--- Data to process Enclosed Below ---

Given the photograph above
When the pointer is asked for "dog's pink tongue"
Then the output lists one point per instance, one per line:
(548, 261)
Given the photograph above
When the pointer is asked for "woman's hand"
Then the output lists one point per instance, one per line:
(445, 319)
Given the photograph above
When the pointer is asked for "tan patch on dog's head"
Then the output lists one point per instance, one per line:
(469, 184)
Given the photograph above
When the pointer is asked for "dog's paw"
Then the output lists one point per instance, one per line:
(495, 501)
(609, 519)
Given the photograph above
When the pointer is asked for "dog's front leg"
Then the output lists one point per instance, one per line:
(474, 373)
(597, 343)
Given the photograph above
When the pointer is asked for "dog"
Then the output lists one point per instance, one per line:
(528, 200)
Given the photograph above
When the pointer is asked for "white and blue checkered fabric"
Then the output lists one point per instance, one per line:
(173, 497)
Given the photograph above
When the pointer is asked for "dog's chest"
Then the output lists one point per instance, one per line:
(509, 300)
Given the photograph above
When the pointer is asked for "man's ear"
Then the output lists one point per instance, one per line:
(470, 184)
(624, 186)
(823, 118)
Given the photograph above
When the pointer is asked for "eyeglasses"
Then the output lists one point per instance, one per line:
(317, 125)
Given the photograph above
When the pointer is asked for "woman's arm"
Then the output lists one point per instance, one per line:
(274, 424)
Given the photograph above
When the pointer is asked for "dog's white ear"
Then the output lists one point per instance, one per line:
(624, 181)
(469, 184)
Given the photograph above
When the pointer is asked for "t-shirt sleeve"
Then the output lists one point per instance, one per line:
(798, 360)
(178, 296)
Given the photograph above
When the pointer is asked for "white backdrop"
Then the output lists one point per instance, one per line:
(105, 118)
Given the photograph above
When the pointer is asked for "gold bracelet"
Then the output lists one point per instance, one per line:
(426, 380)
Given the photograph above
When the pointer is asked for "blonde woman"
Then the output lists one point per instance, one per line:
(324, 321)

--- End of Enclosed Data to process ---

Activity:
Make a verbatim copy of each record.

Written response:
Given the photograph above
When the pointer is asked for "dog's pink tongue"
Then the output lists one point per instance, one per line:
(548, 261)
Given the photograph above
When the pointer is asked for "woman's hand"
Then the output lists one point per instance, one per line:
(445, 319)
Given the photograph above
When the pointer is asked for "tan patch on dog's head"
Then the output lists one point per instance, one per line:
(469, 184)
Given the photograph above
When the pointer is asked for "dog's paw"
Then the output lists one point per instance, one per line:
(495, 501)
(609, 519)
Given the photograph above
When the pointer is asked for "dog's front leg"
Then the output lists one point per instance, one per line:
(474, 373)
(597, 343)
Given the photograph above
When the pointer is asked for "dog"
Then the output lists one point per instance, one per line:
(528, 200)
Given the photograph above
When the pointer is asked for "white and blue checkered fabric"
Then the output lists one point per instance, one per line:
(173, 497)
Given the photograph above
When the pointer is asked for "dog's chest"
Then the output lists one point per instance, one per line:
(509, 300)
Given the photograph above
When the pointer is asked for "man's ear"
Then the output lists one point per instance, one per line:
(470, 184)
(624, 186)
(823, 118)
Given the photograph above
When the pointer is asked for "eyeglasses"
Then the output lists one point per instance, one per line:
(317, 125)
Given the photograph above
When the pointer is asked for "woman's arm"
Then the output lists one point per instance, one per line:
(274, 424)
Given the photograph above
When the pointer is asked for "dog's white ear"
Then the output lists one point per instance, one per line:
(624, 181)
(469, 184)
Given the photograph above
When the pointer is asked for "t-shirt sleeve"
Then the output lists one point per instance, one per line:
(798, 360)
(178, 296)
Given the photograph above
When the pointer is asked for "white backdrop"
Then the output lists one point per instance, one per line:
(105, 118)
Given the photograph above
When the pointer is asked for "gold bracelet"
Then the output lists one point per instance, one per line:
(426, 380)
Given the photograph above
When the pointer is asked for "blonde woman"
Then the output lists one point per instance, one per line:
(324, 321)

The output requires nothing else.